→ GIVEN TASK: How many lines in the entries below contain the word "white", counting only matches with the same capitalization? Count them and give only the number.

→ RECORD SET:
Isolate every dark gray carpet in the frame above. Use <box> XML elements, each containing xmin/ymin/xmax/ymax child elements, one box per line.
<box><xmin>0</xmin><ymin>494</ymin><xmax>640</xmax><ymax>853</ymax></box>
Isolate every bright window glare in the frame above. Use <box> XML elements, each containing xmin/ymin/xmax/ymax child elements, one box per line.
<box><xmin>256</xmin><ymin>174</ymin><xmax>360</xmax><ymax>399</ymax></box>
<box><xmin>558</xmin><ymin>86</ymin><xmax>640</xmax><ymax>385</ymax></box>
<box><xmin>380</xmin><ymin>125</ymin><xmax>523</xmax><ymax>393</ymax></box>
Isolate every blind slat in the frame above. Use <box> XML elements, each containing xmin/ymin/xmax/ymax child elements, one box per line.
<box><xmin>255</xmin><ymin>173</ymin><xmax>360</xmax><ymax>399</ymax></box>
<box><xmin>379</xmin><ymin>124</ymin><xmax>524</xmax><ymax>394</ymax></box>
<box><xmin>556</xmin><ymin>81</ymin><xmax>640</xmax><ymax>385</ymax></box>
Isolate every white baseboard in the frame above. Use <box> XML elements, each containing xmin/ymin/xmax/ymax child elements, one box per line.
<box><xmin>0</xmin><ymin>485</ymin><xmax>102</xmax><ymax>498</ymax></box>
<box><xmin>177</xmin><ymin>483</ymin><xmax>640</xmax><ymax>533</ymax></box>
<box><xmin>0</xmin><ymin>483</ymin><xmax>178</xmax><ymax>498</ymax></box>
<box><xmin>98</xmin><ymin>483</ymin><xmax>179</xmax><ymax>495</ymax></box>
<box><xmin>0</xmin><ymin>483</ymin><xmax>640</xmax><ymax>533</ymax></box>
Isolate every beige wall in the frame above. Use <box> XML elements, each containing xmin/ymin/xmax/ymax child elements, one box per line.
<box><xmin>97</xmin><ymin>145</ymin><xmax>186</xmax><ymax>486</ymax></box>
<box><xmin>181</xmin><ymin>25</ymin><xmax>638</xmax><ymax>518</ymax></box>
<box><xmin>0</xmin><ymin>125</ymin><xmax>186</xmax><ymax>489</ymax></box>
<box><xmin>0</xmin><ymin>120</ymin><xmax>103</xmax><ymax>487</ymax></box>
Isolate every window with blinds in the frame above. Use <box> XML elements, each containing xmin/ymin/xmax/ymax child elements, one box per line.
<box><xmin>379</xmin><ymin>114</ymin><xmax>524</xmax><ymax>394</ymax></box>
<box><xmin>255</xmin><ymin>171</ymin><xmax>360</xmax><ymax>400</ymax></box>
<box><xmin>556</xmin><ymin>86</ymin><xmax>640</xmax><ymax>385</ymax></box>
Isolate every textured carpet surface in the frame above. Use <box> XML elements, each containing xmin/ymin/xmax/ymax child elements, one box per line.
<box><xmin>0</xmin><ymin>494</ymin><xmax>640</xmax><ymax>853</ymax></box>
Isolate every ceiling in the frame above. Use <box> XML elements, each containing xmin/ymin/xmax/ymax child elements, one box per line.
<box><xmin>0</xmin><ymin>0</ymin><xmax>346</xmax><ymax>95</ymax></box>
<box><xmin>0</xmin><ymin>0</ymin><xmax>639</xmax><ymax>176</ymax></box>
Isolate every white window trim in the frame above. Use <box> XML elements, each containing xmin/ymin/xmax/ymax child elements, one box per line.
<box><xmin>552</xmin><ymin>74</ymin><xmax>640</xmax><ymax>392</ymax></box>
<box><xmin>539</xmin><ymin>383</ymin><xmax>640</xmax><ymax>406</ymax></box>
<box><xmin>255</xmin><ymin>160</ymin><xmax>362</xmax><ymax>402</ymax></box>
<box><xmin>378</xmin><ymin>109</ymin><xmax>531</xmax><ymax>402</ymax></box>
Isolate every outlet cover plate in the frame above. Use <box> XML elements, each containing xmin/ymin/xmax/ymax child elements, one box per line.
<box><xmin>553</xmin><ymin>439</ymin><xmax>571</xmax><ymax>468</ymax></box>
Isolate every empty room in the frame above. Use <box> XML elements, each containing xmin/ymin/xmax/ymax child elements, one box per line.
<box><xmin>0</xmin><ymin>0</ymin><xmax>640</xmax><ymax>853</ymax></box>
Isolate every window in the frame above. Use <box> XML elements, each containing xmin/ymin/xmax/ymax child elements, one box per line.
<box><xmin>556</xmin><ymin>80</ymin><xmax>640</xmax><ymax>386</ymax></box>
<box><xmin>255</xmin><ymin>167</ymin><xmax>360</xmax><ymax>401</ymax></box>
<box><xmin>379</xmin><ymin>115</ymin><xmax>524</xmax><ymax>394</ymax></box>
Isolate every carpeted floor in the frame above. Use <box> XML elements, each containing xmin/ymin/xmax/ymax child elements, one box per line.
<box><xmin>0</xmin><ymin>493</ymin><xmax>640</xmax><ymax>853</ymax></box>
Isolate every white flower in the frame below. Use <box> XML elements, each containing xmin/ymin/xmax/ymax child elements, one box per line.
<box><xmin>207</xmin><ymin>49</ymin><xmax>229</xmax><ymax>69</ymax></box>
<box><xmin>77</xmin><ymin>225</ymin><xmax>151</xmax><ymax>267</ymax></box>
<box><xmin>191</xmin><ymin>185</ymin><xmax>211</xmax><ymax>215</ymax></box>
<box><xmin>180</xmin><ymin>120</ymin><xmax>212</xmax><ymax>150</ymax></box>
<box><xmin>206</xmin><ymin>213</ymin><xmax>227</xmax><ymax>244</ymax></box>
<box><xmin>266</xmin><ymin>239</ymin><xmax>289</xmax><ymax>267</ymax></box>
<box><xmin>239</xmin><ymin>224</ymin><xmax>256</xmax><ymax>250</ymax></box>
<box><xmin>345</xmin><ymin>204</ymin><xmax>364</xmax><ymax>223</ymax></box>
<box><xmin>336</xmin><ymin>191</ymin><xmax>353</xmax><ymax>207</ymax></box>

→ TASK SOLUTION: 3